- [BRIEF 1]: In the listing, change "even-odd" to "nonzero" in the lines from the one containing "of the **string" through the one containing "Target: **string of flags**", and return only those lines with everything else unchanged.

- [TEXT]:
• • • •

MR ROSENBLOOM: Absolutely.
MR COPPEL: We’ve heard over the last week of hearings that one of the advantages of this is that school-aged children are made more aware of Australian literature and people of my generation, your generation, growing up in Australia didn’t have that opportunity. My parents I think had books that they bought for me and my brothers that came from everywhere else in the world but not Australia, so there was a lot of diversity. That was still a period where parallel import restrictions existed and yet we’ve seen this positive evolution in the Australian publishing industry. It seems to suggest that there’s something more than just the PIR that’s been driving this and it may well even be despite the PIR.
MR ROSENBLOOM: I mean I can’t argue against it; I can’t argue for it. This is the problem with any point to find a cause and an effect and a mechanism. I would say that the evidence is persuasive it may not be foolproof but given that you’ve had the development of notable Australian publishing houses in this environment, to me it’s highly likely that it’s linked to the fundamental architecture of the environment.
MR COPPEL: Thank you very much for your participation. I’m cutting it a bit short here but we have two further participants and I know we I think have to leave the room at about six o’clock. Thank you again, Henry, and thank you for your post-draft submission as well. Our next participant is Nick Rennie from Happy Finish Design. Welcome, Nick. Make yourself comfortable and when you’re ready if you could for the transcript give your name and who you represent and then a brief opening statement. Thank you.
MR RENNIE: Yes. My name’s Nick Rennie. I’m a designer based in Melbourne. I work with a selection of the world’s top furniture manufacturers and have worked incredibly hard to do so and pretty much have the most amount of products in production with these manufacturers than anybody else in Australia except for one other person. I apologise for not being as eloquently spoken as the previous speakers, however it is quite ironic speaking directly after them because, unfortunately, me as a product designer, I actually don’t have the same rights as these writers do or as these publishers do.
Unless I pay a fee in Australia for my work to be registered for a small amount of time, legally anybody can copy it. Anybody can produce it. I don’t get a cent for it, and even worse, they can use my name and my image to promote that copy work. I guess for me the question that I’ve got here isn’t so much about big business and millions of dollars. I know in the previous few days in other talks around the country other people have spoken about this, but for me it’s quite the opposite.
My points are about creativity and who has the right to own it, especially in design. Why don’t I, as a designer, have the same rights in creative protection as an artist, an architect, a musician, a writer? Why is it that my work is perceived to be of a lesser value that I do not have the same kind of protection. How is it that it’s illegal to download music, movies, a book, yet it is legal to copy a design? How is it legal that someone can use my name to promote themselves with their copied product without my knowledge or agreeance, many times in slave-labour factories with unsafe work practice and hazardous material such as lead paint?
I guess the main thing I’m here for is to try and talk about the design laws and the fact they need to protect everybody, students, self-employed, small business. Without this protection there will be no innovation. As a separate issue, being that why don’t we have any reciprocal rights between Australia IP laws and other regions? For example, Australia not having reciprocal rights or design law agreements with the UK for unregistered designs, for example, which oddly enough New Zealand does have in place and other countries very, very small in their turnover.

• • • •

- [STORED ROWS]:
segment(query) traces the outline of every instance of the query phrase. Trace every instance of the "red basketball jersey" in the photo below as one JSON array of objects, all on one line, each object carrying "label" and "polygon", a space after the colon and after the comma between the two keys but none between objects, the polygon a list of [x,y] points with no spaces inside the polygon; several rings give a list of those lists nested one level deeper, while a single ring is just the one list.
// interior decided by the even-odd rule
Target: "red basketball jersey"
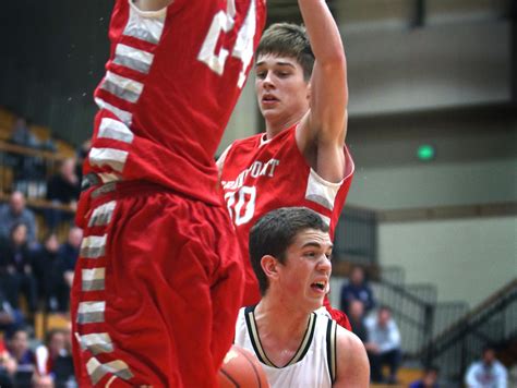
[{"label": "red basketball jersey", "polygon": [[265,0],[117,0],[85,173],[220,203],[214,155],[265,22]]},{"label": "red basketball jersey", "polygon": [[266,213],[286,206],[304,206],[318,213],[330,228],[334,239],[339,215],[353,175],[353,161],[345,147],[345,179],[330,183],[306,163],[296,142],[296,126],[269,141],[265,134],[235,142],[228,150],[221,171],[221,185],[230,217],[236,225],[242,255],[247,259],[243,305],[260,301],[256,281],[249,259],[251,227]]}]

• • • •

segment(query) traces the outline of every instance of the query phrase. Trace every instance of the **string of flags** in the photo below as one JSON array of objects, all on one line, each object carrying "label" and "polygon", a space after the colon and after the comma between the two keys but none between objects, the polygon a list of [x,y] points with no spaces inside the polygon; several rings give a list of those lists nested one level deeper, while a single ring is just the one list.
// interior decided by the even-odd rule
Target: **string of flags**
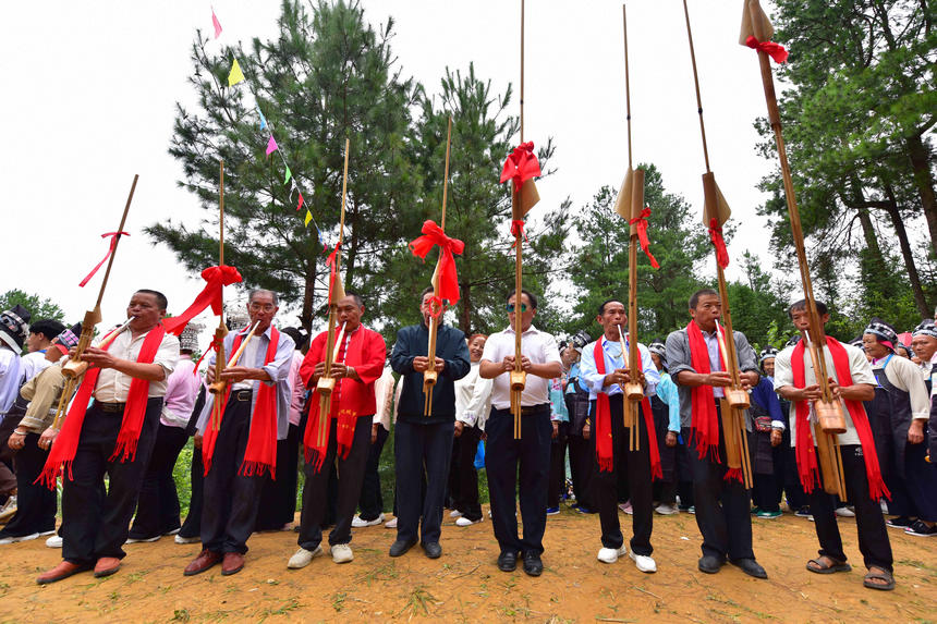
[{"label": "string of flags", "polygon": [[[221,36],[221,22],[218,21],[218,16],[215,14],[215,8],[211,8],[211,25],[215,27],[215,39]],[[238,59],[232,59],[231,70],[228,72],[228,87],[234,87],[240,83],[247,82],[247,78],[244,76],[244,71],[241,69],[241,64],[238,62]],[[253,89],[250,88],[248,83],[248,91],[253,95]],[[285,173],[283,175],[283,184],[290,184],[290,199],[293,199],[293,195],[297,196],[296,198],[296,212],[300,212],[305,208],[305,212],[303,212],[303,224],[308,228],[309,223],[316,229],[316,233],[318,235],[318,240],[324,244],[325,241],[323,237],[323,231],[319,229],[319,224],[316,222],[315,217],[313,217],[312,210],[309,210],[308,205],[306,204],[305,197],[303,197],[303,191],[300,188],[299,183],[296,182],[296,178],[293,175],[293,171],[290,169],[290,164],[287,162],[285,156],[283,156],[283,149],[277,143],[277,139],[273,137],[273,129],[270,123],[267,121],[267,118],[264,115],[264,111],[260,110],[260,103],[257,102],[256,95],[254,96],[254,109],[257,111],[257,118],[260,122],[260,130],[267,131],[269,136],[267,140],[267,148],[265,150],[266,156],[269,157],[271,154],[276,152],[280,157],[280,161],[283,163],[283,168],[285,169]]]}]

• • • •

- [BRIEF 2]: Write what comes next in the hearing transcript, picking up after its final sentence.

- [RESPONSE 1]:
segment(query) traces the outline of every instance of the query phrase. Trace every instance of the **string of flags** in the photo below as one JSON array of objects, all on one line, each object carrying "label" and "polygon", a space after the colon and after the comma between the two keys but none between objects, the polygon a list of [x,y] points with no spaces inside the polygon; several rings give a list of those lists nested one level deeper, while a single ring is just the one list.
// interior decided by the nonzero rule
Target: **string of flags**

- [RESPONSE 2]:
It’s quite strange. Even though I live and work in Australia, I’m not protected here unless I pay a fee. Yet if I launch my work somewhere in Europe, I am protected there, however still not here. Does this encourage me to work in Australia? No. Understanding I am a designer, my designs are my intellectual property. This is where I feel the argument is getting lost. If, for example, I was to register all my designs each year, I would be up for tens of thousands of dollars. However, the registration may end before the product even makes it to market and also allow those trawling IP Australia website to see any innovation and rework it.
I might work on a project for a few years spending thousands of dollars prototyping and developing the design, however, it might still take years for it to be picked up for manufacture. For example, a lamp that I designed in 2002 and showed when I finished university was first put into production in 2014. That’s 12 years of wasted design, 12 years before I earnt any income for my work. If I had have paid for a registration, essentially that would have passed before I got a cent.
This discussion to me should also be about the value we as a nation put on creativity. Unfortunately, right now we’re the laughing stock of the design world. To think that we have no protection for designing objects means that innovation here will end. Design courses will soon have to teach how copying another’s work is actually legal and encouraged, rather than reasons for dismissal or plagiarism. How can a student be kicked out or punished when by law it states that it’s legal to copy an unregistered design in Australia. This discussion needs to understand that the ones hurting the most here in Australia are the actual creatives. Please don’t let this be the last generation of designers striving for innovation and creative integrity. Don’t reward those that exploit laws that allow this to happen.
MR COPPEL: Thank you, Nick. Can I just ask a point of clarification and I think you may have given the answer at the end of your statement. You said at the beginning that anyone can copy your work.
MR RENNIE: Absolutely.
MR COPPEL: This is after the term of protection has expired?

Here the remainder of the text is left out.